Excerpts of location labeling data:
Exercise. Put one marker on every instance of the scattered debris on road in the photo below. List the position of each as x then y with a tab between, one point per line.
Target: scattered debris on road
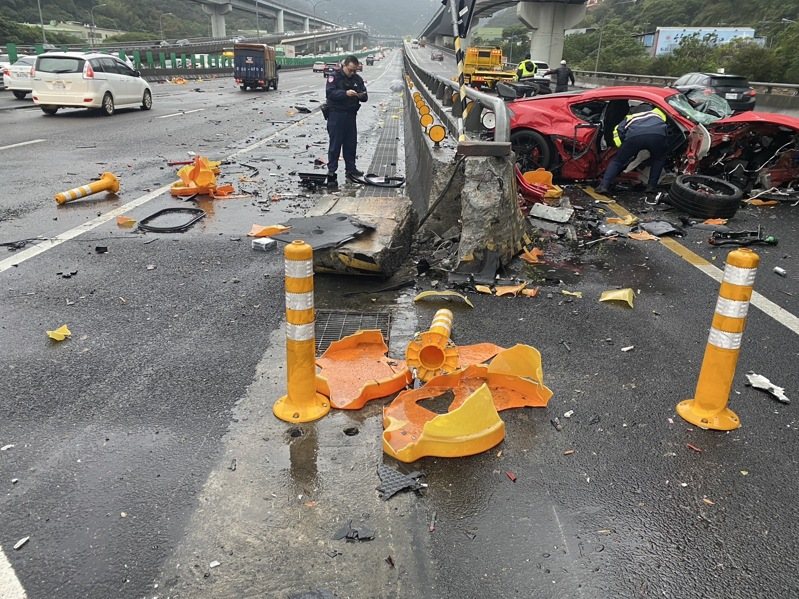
758	381
393	481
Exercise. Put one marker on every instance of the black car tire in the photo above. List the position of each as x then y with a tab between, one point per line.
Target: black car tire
108	104
532	150
705	197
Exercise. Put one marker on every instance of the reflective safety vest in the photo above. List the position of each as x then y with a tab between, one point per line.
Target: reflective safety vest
651	121
526	68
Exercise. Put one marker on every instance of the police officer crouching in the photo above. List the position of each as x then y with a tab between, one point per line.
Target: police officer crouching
526	69
345	91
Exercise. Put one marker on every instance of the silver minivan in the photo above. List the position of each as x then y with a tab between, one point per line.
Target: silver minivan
87	80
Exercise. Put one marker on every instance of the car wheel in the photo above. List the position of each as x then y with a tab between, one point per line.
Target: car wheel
532	150
705	197
108	104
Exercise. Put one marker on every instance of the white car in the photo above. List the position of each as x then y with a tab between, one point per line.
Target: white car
17	77
87	80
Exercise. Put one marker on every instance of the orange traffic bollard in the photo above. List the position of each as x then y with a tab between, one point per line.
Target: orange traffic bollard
107	182
302	403
432	353
708	409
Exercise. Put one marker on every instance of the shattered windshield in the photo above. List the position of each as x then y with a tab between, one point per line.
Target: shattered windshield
700	107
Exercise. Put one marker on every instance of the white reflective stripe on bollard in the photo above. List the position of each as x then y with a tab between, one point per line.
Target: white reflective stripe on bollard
300	332
724	340
736	275
299	301
732	308
299	269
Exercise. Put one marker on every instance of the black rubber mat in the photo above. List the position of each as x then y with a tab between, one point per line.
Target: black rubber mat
332	325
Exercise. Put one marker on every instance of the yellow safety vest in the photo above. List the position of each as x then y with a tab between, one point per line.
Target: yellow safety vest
635	117
526	72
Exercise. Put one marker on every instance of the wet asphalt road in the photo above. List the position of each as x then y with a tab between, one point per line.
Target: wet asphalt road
144	447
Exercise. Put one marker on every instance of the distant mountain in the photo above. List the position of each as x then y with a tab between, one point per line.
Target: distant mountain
184	18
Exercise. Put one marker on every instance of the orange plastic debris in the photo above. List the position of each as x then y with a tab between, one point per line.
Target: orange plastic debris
514	379
533	256
471	428
513	290
357	370
642	236
125	221
267	231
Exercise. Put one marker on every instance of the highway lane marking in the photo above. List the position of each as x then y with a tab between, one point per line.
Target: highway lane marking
10	587
759	301
49	244
23	255
166	116
22	143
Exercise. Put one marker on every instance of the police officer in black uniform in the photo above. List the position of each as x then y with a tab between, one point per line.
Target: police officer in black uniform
345	91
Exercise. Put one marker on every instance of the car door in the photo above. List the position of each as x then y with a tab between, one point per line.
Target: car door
132	83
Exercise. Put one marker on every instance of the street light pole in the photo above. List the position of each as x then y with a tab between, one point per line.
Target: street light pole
91	12
41	21
161	22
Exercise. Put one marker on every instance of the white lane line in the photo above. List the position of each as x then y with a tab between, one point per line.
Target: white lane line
759	301
258	144
22	143
22	256
166	116
10	587
49	244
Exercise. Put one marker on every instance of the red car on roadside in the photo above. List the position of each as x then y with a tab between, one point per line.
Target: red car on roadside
571	134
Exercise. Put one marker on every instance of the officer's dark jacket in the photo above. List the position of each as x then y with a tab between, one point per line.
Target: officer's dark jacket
563	75
336	92
646	122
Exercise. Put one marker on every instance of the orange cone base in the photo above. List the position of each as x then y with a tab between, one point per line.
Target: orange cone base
722	420
290	411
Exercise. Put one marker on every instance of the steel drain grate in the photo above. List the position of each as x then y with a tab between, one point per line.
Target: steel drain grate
332	325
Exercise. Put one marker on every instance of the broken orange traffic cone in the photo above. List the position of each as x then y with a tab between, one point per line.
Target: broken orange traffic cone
107	182
303	402
708	408
432	353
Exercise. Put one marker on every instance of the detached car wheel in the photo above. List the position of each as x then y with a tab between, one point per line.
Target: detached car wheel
532	150
108	105
705	197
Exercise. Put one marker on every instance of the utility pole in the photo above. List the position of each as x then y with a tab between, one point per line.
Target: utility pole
41	21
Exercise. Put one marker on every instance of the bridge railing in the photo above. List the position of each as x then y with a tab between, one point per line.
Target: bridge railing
443	96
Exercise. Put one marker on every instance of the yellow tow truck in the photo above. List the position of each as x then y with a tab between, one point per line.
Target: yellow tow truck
482	67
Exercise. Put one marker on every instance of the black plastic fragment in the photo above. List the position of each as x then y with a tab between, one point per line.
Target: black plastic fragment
393	481
197	214
352	534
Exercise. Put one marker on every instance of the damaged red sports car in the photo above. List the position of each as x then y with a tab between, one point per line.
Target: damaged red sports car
572	135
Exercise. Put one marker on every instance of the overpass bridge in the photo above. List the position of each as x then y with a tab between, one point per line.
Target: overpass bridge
277	15
548	21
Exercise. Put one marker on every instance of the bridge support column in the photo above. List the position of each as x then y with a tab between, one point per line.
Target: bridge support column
549	20
217	12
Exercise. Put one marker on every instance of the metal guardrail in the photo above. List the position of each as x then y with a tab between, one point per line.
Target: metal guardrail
439	91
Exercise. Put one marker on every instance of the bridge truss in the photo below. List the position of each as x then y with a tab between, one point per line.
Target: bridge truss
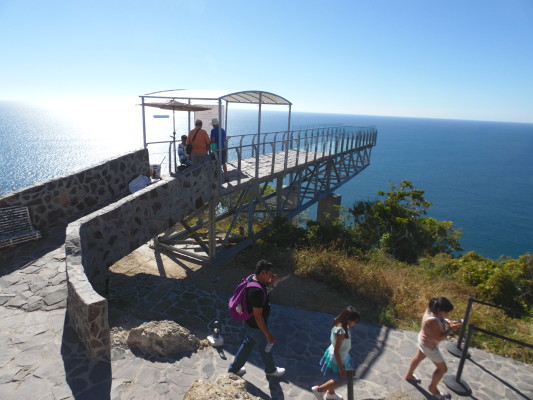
282	175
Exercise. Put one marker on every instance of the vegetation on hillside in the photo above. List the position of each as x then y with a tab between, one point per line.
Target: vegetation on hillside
392	259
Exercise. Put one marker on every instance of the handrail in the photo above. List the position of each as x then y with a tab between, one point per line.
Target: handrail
330	140
457	384
455	348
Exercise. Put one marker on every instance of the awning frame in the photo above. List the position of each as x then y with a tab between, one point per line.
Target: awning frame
240	97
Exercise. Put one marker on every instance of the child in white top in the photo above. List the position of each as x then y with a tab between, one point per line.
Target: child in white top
336	359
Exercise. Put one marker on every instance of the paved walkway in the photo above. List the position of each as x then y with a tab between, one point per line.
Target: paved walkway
41	357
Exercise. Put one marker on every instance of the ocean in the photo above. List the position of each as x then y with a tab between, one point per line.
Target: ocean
477	174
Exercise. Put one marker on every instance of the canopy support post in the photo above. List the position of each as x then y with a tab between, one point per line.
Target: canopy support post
144	124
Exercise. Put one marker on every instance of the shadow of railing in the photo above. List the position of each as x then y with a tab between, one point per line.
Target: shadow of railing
87	378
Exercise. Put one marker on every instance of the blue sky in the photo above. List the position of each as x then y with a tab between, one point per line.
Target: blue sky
464	59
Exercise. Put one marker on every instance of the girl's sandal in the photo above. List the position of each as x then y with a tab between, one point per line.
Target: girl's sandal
414	380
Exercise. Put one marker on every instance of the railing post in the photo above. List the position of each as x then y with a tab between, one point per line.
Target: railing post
350	375
456	384
455	348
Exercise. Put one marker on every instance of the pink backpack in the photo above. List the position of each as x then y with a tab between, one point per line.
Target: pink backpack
238	307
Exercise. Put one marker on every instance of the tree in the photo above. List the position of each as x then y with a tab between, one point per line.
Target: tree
396	223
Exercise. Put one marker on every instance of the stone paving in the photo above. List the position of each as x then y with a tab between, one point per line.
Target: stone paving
42	358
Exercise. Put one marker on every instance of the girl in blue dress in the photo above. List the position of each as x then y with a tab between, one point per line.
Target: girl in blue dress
336	359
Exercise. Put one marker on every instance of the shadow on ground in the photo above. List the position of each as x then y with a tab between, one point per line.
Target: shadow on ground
87	378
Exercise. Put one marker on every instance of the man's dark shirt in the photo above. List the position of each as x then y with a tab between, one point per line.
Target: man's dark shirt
255	297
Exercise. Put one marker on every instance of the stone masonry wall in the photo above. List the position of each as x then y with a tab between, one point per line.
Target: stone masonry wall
61	200
98	240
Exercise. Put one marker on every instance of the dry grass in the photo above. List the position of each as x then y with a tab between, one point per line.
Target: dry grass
395	294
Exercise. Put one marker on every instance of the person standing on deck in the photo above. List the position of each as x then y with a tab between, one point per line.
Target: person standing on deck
200	142
218	137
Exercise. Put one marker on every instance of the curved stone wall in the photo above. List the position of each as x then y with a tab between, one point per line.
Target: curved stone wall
61	200
98	240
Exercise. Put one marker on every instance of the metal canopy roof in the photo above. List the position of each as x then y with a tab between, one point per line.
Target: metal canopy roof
244	96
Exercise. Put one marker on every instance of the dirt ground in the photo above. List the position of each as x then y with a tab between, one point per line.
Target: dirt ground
289	290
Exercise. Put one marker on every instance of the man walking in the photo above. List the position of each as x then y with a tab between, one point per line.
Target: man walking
256	330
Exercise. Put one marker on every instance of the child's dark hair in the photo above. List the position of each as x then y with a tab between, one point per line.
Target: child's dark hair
440	304
347	314
263	265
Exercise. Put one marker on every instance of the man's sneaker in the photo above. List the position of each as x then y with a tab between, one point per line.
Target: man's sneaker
240	372
333	396
277	373
318	395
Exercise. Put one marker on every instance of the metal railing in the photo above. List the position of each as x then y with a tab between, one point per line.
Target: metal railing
455	383
455	347
313	142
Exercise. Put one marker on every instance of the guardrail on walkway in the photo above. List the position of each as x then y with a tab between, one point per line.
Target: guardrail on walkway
313	142
457	384
455	348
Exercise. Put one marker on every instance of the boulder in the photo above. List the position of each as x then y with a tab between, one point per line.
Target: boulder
226	387
162	339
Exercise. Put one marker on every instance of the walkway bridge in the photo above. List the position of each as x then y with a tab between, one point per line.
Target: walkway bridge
271	174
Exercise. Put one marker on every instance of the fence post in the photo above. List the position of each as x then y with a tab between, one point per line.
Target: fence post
350	375
455	348
456	384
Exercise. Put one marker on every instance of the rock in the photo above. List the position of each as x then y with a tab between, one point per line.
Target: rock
162	339
226	387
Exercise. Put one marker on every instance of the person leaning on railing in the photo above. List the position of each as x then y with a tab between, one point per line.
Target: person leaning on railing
182	153
219	133
200	142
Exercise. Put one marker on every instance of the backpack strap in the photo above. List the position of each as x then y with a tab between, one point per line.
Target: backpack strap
252	283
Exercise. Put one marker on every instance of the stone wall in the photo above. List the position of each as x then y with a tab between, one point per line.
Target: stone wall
98	240
61	200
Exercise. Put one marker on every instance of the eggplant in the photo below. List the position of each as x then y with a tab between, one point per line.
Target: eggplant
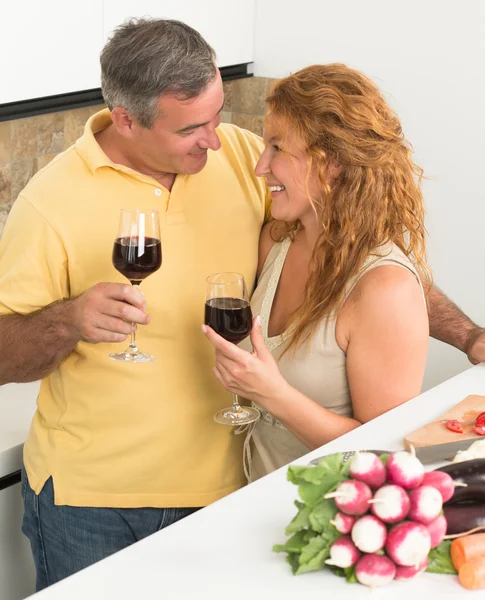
463	516
471	472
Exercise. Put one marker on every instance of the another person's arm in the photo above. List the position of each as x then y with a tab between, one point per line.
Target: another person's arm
39	323
447	323
385	334
33	345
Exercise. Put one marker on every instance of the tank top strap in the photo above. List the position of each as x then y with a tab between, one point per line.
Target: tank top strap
273	342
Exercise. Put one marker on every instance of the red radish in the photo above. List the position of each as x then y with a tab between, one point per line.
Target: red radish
343	523
406	573
405	469
369	468
426	504
390	503
369	534
343	553
375	570
352	497
437	530
442	481
408	543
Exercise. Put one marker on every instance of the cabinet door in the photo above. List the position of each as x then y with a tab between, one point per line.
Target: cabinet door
227	25
17	572
48	48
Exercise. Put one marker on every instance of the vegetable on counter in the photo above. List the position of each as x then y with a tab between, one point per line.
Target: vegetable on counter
363	531
469	478
476	450
375	570
463	517
467	548
454	425
468	556
472	574
442	481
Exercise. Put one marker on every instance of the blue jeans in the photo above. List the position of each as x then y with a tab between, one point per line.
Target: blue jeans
66	539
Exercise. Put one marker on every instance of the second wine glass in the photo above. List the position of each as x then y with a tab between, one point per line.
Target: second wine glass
228	313
137	253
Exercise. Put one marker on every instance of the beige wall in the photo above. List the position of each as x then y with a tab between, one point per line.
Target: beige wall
27	145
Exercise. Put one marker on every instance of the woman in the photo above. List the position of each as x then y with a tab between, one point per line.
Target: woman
343	329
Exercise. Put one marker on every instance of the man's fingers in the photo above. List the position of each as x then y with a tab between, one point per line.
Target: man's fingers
124	293
113	325
124	311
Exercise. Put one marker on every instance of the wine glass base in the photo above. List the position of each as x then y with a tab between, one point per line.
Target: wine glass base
244	416
132	357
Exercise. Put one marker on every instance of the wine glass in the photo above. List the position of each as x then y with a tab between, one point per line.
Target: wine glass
137	253
228	312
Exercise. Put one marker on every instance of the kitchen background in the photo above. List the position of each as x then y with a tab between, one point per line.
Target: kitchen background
428	56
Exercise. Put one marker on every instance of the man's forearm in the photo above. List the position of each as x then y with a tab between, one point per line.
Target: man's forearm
31	346
448	323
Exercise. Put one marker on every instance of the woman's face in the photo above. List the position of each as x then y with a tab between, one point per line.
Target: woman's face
285	167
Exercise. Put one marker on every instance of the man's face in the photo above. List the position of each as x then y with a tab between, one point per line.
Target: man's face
180	138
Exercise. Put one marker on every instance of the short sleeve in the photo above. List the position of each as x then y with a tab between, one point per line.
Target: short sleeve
33	261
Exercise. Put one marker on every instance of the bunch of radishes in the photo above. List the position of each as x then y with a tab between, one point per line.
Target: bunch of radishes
406	520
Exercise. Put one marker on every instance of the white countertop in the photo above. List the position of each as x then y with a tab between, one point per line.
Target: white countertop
17	407
224	550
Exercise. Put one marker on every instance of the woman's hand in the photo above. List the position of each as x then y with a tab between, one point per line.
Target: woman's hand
254	376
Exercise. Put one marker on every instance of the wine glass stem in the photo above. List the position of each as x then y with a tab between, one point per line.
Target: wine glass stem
133	338
236	407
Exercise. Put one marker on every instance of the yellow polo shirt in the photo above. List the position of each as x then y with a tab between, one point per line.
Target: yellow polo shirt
134	435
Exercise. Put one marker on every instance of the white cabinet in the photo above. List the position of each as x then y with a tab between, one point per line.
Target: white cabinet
49	47
17	572
227	25
52	47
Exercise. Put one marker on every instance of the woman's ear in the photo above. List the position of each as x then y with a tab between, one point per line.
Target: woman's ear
333	170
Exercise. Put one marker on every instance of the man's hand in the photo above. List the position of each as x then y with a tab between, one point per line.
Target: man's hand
475	346
105	312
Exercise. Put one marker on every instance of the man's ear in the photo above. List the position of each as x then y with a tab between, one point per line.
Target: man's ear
123	121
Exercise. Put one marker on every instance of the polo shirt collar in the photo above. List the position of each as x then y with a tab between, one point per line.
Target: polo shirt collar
87	146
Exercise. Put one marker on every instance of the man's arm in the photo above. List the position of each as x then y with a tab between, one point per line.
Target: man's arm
33	345
449	324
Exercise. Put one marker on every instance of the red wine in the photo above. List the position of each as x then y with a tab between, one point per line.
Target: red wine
231	318
134	261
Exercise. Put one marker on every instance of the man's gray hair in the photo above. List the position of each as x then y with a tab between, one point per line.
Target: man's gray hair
146	58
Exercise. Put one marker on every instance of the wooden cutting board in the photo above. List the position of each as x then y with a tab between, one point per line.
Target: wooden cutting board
436	432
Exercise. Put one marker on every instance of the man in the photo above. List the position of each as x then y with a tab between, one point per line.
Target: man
110	437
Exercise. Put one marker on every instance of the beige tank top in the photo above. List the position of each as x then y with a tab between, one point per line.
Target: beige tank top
317	368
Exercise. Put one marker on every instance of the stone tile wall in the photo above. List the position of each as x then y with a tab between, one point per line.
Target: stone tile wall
27	145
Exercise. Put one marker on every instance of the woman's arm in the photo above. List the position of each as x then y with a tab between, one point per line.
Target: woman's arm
384	330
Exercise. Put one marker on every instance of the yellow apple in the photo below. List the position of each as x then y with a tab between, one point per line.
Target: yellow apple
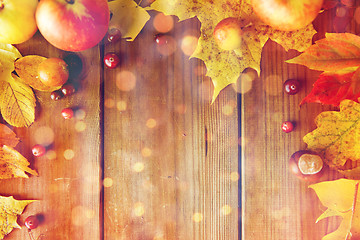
227	33
17	20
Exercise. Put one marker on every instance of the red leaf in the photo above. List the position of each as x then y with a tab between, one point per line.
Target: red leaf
331	89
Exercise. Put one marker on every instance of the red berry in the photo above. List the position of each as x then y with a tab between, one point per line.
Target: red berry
38	150
67	113
306	165
113	35
31	222
291	86
67	89
111	60
56	95
287	126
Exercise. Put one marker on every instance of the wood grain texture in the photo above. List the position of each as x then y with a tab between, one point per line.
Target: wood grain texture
275	204
67	190
169	180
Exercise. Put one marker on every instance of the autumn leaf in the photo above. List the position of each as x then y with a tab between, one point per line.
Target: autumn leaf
7	136
13	164
128	17
10	209
337	135
332	88
335	52
27	68
342	198
17	100
225	67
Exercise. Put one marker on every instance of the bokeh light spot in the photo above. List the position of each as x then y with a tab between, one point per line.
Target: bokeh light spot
121	106
125	80
146	152
234	176
357	15
139	209
50	154
44	136
163	23
227	110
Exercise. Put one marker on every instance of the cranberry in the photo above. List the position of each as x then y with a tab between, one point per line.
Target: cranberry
38	150
113	35
56	95
75	64
31	222
287	126
306	165
111	60
67	113
68	89
291	86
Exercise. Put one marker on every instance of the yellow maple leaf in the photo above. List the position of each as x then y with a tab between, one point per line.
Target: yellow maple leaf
13	164
10	209
225	67
342	198
128	17
7	136
337	134
27	69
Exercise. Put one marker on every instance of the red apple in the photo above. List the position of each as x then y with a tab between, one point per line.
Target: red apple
73	25
287	15
227	33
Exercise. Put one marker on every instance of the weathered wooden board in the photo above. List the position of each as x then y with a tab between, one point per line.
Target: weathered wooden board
168	153
69	182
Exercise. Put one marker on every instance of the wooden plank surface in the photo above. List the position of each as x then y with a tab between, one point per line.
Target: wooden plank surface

Brief: Rewrite everything from the line containing "Exercise. Put one marker on every instance of the bokeh" down to the end of the material as a numbered list, leaving out any blank lines.

Completed exercise:
1. Exercise. Put one marker on every instance of the bokeh light spot in the photo above. List the position of each as x then y with a tab between, one point per line.
2. Target: bokeh light spot
3. 121	106
4. 125	80
5. 146	152
6. 234	176
7. 357	15
8. 139	209
9. 50	154
10. 44	136
11. 163	23
12. 227	110
13. Exercise. Put one marker on every instance of the cranberry in the photo above. List the position of each as x then y with a tab between, one point per line.
14. Target: cranberry
15. 38	150
16. 113	35
17. 56	95
18. 75	64
19. 31	222
20. 287	126
21. 306	165
22. 111	60
23. 67	113
24. 68	89
25. 291	86
26. Exercise. Put one marker on every instance of the yellow maple leaf in the photo above. List the position of each as x then y with a tab between, one point per line.
27. Target: yellow maple leaf
28. 13	164
29. 10	209
30. 225	67
31. 342	198
32. 128	17
33. 7	136
34. 337	134
35. 27	69
36. Exercise. Put one marker on every instance of the red apple in the photo above. List the position of each as x then y with a tab between, one point per line.
37. Target: red apple
38. 73	25
39. 287	15
40. 227	33
41. Exercise. Put one marker on every instance of the weathered wooden board in the photo above. List the position of each as x then y with a tab between, one point per line.
42. Target: weathered wooden board
43. 168	153
44. 69	182
45. Exercise. Put one marker on every instance of the wooden plank surface in the photo above. List the position of each as x then y with a tab between, one point per line.
46. Target: wooden plank surface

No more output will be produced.